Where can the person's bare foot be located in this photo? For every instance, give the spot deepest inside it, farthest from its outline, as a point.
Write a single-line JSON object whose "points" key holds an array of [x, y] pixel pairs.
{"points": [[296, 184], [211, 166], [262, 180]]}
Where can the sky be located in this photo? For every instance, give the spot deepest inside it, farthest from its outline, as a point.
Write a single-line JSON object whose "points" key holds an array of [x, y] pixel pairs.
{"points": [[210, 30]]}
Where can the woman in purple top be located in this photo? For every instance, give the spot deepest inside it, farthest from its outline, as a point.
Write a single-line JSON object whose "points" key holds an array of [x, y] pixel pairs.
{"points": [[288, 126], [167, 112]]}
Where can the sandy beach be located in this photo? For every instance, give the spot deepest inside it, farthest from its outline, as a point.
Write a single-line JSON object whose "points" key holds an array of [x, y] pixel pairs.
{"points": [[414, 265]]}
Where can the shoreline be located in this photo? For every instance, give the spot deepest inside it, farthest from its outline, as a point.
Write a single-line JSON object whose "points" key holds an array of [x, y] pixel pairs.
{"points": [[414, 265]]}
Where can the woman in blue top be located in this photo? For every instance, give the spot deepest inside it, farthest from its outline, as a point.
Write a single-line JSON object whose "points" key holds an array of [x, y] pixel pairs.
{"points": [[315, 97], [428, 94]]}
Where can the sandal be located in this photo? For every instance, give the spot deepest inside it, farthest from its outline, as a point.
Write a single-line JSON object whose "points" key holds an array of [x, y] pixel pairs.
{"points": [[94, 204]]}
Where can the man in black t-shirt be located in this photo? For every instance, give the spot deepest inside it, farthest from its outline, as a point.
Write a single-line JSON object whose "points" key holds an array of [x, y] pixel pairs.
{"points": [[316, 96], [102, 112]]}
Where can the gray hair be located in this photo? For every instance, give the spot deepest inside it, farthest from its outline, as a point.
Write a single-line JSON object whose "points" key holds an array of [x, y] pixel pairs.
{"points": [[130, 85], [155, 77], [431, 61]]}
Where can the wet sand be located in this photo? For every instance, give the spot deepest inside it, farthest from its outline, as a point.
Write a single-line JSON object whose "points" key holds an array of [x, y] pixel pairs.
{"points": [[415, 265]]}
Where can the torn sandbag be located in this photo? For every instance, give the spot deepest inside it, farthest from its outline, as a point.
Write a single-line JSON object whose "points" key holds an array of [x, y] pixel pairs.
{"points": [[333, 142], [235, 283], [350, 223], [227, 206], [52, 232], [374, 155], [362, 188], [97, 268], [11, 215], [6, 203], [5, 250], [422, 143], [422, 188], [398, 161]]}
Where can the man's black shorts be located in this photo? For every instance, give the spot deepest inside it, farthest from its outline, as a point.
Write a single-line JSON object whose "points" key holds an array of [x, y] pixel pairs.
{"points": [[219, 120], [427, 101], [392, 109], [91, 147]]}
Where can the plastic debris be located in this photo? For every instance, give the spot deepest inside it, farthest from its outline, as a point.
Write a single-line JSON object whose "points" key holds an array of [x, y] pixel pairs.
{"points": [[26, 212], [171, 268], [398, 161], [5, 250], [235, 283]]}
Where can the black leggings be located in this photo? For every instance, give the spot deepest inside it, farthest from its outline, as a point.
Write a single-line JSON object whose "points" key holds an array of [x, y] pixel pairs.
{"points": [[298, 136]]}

= = = = =

Your answer should be the lines above, from the line containing "Where can the sandal" up to and including the line containing "Where can the wet", reproduced exactly and with nothing else.

TASK RESPONSE:
Where can the sandal be located in this photo? For every instance, give the spot deepest inside it, farthest from its outline, as a point.
Write a single-line JSON object whose "points" key holds an array of [x, y] pixel pairs.
{"points": [[94, 204]]}
Where can the man in black t-shirt be located in this photo? For every instance, give the spot deepest inside it, farthest from its outline, as a point.
Write a single-line JSON object whose "points" key holds an array of [x, y] pixel pairs.
{"points": [[316, 96], [102, 112]]}
Where can the gray hair be located in this photo? For every instance, give the spot deepest inside it, farthest from its outline, as a point.
Write a single-line JSON object whose "points" key holds an array of [x, y] pixel pairs.
{"points": [[130, 85], [155, 77], [431, 61]]}
Where can the wet sand be located in this photo? For every instance, give the spot deepest inside it, farthest from its outline, as a point.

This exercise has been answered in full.